■ SHORT PROBLEM
Please return verbatim the lines below, from the line with "[locate] the marmot's foreleg" up to and including the last line of the rows.

** Begin INPUT ROWS **

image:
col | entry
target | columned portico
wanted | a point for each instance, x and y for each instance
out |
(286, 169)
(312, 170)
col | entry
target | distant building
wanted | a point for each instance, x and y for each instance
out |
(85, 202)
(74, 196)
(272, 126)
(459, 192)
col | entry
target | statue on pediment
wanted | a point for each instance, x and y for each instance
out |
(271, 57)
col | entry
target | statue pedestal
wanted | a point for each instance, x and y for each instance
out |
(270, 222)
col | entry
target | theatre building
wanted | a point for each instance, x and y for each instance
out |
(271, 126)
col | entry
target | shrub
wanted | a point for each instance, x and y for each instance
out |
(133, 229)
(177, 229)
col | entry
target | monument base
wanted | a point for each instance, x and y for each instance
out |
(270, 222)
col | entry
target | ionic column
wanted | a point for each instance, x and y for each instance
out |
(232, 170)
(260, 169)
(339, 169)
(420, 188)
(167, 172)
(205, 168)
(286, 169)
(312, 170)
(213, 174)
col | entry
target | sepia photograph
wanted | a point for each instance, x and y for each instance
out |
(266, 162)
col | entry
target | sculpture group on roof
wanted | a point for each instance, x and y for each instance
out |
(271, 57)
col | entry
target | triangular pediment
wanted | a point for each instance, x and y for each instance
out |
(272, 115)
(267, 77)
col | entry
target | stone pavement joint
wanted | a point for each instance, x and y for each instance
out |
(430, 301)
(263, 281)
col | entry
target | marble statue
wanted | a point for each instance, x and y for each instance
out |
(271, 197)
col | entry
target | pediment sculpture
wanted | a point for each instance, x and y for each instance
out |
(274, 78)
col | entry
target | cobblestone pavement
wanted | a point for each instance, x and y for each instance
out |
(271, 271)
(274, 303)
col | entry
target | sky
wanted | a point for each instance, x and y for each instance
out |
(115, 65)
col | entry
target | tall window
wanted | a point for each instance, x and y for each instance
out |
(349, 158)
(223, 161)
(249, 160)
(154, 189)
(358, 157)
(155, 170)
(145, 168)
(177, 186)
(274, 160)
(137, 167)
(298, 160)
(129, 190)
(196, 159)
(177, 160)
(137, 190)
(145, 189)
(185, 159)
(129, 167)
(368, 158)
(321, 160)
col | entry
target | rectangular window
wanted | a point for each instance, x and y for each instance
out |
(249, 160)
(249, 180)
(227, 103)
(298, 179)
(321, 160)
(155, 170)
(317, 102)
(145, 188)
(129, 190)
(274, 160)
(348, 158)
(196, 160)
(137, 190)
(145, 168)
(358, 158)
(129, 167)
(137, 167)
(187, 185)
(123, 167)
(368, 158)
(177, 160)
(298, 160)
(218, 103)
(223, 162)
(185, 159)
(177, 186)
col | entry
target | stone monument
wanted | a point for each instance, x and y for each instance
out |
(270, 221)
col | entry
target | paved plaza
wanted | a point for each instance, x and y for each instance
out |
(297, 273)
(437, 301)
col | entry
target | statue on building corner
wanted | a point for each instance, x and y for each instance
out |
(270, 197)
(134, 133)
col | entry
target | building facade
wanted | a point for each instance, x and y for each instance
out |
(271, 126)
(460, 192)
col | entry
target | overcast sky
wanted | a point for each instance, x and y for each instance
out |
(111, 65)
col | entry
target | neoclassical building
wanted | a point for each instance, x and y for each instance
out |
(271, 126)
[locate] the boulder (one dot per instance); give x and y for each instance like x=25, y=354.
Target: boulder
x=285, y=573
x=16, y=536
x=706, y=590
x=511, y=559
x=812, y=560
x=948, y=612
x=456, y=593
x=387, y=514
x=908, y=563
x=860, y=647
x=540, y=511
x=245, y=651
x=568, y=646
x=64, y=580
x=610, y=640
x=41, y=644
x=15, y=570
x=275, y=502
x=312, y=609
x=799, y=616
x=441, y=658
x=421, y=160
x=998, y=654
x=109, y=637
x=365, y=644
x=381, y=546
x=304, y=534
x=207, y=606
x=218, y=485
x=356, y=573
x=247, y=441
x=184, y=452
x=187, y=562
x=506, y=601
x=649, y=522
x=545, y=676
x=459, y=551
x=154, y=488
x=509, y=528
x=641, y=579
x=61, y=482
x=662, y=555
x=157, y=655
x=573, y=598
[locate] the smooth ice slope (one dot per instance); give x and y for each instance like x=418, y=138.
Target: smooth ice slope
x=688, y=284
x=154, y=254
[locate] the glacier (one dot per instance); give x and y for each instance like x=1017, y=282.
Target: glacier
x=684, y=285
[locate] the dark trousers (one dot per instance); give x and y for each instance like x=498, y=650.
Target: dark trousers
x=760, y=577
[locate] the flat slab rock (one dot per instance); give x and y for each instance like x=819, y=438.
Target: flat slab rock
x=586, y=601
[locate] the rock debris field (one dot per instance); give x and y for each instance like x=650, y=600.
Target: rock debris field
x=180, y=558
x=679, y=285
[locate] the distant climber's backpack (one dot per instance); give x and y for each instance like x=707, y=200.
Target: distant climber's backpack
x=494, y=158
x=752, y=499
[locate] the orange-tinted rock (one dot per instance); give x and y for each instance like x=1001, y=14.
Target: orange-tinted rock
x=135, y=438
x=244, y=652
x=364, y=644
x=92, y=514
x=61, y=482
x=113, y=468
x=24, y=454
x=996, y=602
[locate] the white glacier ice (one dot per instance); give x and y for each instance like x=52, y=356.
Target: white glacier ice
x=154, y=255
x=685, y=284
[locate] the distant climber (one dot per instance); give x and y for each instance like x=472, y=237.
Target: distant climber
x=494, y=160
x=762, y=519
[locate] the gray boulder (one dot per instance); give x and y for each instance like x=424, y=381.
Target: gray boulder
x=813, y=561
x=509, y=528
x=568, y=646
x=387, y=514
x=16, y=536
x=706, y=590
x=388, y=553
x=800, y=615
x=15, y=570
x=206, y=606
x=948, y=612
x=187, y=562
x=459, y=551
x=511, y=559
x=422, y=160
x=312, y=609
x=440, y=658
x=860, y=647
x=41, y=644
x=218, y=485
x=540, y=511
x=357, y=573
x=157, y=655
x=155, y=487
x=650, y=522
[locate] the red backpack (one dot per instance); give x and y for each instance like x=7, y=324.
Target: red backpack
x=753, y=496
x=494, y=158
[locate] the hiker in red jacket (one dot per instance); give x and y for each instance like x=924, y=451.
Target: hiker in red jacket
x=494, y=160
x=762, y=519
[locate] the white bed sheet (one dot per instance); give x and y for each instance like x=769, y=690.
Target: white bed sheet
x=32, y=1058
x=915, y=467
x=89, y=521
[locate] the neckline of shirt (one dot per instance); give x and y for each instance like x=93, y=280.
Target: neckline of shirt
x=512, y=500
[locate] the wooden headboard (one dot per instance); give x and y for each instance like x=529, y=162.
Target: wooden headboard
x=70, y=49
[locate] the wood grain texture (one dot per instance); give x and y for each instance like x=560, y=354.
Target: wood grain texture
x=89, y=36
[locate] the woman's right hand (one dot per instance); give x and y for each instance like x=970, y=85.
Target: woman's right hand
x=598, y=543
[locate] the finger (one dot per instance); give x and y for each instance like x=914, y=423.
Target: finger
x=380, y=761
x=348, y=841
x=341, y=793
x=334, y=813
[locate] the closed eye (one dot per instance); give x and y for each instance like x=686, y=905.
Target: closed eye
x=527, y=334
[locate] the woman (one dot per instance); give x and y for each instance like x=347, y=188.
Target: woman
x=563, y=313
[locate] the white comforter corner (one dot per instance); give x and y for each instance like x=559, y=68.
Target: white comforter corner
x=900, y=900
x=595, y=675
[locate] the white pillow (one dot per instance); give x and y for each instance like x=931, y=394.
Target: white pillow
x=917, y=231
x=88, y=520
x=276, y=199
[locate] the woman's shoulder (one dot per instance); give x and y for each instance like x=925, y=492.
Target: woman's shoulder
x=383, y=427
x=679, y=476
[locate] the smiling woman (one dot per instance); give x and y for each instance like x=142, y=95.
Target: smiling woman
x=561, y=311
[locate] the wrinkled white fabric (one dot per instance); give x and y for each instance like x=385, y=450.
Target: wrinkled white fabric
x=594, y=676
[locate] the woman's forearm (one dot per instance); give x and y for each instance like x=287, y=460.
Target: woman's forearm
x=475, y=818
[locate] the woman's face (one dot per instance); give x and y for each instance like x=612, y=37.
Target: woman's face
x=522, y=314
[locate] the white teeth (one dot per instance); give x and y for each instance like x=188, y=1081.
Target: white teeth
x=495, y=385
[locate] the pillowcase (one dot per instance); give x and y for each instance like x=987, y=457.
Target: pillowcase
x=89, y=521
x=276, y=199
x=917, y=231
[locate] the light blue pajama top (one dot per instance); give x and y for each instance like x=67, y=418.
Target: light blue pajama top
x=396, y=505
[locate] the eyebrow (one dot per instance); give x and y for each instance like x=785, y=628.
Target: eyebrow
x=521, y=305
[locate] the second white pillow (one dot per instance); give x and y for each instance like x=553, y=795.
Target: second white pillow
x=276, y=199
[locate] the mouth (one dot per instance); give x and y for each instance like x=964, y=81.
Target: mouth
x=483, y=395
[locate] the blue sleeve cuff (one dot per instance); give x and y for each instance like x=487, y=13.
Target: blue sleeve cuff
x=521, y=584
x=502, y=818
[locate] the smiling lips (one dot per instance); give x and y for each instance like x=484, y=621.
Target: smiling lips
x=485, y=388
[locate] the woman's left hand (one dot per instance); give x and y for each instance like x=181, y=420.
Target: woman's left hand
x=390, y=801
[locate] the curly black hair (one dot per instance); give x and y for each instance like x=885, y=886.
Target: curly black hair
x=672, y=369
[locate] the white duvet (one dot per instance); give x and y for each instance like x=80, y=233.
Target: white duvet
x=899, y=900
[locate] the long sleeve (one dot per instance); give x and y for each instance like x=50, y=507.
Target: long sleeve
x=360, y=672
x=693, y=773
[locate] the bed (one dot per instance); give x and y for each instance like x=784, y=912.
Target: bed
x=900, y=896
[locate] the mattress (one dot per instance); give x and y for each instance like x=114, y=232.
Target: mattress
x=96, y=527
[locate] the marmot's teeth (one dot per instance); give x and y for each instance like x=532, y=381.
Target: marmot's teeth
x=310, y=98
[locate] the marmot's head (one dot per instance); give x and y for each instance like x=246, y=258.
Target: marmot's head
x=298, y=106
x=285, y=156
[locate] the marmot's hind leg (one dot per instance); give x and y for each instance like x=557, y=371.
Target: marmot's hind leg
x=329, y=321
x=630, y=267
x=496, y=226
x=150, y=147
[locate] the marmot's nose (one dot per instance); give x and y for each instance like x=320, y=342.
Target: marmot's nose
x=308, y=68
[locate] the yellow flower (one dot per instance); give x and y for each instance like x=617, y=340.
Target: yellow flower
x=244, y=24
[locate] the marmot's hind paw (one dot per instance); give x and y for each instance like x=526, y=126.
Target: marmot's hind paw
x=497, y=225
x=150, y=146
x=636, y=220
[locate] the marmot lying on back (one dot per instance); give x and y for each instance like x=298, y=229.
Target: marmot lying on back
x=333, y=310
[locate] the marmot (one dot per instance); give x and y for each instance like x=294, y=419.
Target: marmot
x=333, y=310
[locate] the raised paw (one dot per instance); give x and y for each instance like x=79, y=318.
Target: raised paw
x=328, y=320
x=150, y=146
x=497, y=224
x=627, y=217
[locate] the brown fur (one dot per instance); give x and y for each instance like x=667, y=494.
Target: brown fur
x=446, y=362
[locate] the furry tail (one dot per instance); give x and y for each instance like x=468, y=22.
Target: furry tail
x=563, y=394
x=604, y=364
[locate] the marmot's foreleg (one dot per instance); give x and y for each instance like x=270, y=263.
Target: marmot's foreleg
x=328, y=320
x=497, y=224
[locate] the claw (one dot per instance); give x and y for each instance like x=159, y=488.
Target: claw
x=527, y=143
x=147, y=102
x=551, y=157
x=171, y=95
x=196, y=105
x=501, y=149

** End INPUT ROWS **

■ THE REPLY
[locate] the marmot's foreleg (one dot per instance); give x and y for each instance like x=270, y=263.
Target: marmot's foreleg
x=328, y=320
x=497, y=224
[locate] the claw (one dot per instance); give x and y for each instance like x=159, y=488.
Target: claw
x=527, y=143
x=147, y=102
x=551, y=157
x=171, y=95
x=196, y=105
x=501, y=149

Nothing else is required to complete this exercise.